Posted on 08/04/2007 11:49:45 AM PDT by kathsua
I've been looking at some of the video showing the collapse of the I-35W bridge over the Mississippi River in Minneapolis and it looks like the collapse could have resulted from a major mistake by the company working on the bridge's surface. The bridge carries eight lanes of traffic, four each direction. To maintain an even load on the bridge supports during construction the contractor should have either worked on the two inside lanes of both sides of the bridge or the two outside lanes. Instead the contractor worked on the inside two lanes of one side and the outside two lanes on the other.
The result was the support on the side in which the outside lanes were carrying traffic had to support a greater load than the side on which the inside lanes carried traffic. I'm oversimplifing, but essentially the support on this particular side would have been carrying the load of the traffic directly above it as well as a portion of the traffic on the other side. The support on the other side would only have been carrying a portion of the load on its side.
If you've watched videos from the scene you know there is a school bus and semi truck next to each other in those outside lanes. There is another semi just behind them. These heavy vehicles went across the supports just before the collapse. The supports on this side of the river shifted toward this side with the roadway shifting toward the other side as if the weight of the heavy vehicles may have been too much for it to carry in a weakened state
My background is in math and physics rather than engineering so I'm not familiar the precise distribution of weight and how the supports carried it, but the basic math would indicate more stress on one side of the bridge than the other.
A computer analysis of the remains of the bridge and its design will be necessary to determine the precise amount of stress on the different pieces of the bridge and their physical condition. This analysis will show exactly which part(s) failed. Fortunately investigators have a computer program using Finite Element Analysis developed at the University of Minnesota.
Taken from here: http://www.startribune.com/10204/story/1343624.html
McLucus needs to stick to his day job. What does he think the load is in bumper-to-bumper traffic?
A truss bridge is a complex of triangles, the most stable connective load distribution arrangement around. Consider three popsicle sticks pinned in a triangle. Push (load it) at any point at it won’t budge, (A four-sided arrangement will collapse when you push nearly anywhere on it.) But remove just one of those pins in the triangle and it collapses.
Mr. McLucus, stick with long division.
Shifting the weight of the traffic around was probably just the straw that broke the camel’s back.
The bridge probably fell because its “weakest link” somewhere broke and the rest followed.
The bridge probably fell because its “weakest link” somewhere broke and the rest followed.
Oh, yeah, welcome to the debate Perdogg ~ we've had quite a few engineers, traffic analysts and public infrastructure planners come onto the various threads.
So, here's what one/several said: The weight of the maintenance contractor's equipment on that bridge was miniscule. It was designed and built to accommodate peak traffic which would be wall-to-wall cars and trucks PLUS ice and snow load PLUS 100% of that as a hedge.
The problem seems to be that the bridge design (which hasn't been used since 1973 when it the standards for bridges of this size and type were changed) can result in a total bridge failure if only one structural member fails.
It's called a "non redundant" bridge design.

=====

### Problems to work on
1) Name the groups of people that the bridge thread says have come onto the various threads.
2) In the bridge thread, rewrite everything from "Shifting the weight" down to "the various threads.", swapping "debate" for "discussion".

=====

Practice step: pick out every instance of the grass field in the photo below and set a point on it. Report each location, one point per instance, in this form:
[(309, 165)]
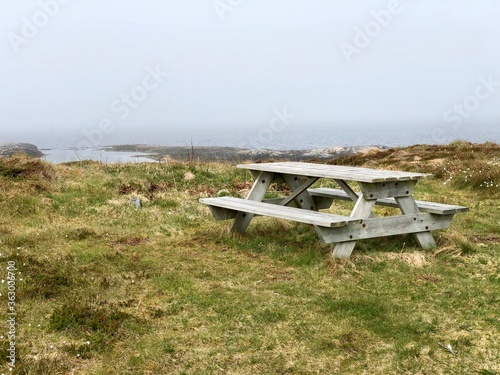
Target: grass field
[(104, 287)]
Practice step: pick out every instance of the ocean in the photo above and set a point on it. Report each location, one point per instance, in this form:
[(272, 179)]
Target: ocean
[(62, 149)]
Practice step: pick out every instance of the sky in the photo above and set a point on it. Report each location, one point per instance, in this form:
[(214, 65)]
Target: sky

=====

### Set of answers
1) engineers, traffic analysts, public infrastructure planners

2)
Shifting the weight of the traffic around was probably just the straw that broke the camel’s back.
The bridge probably fell because its “weakest link” somewhere broke and the rest followed.
The bridge probably fell because its “weakest link” somewhere broke and the rest followed.
Oh, yeah, welcome to the discussion Perdogg ~ we've had quite a few engineers, traffic analysts and public infrastructure planners come onto the various threads.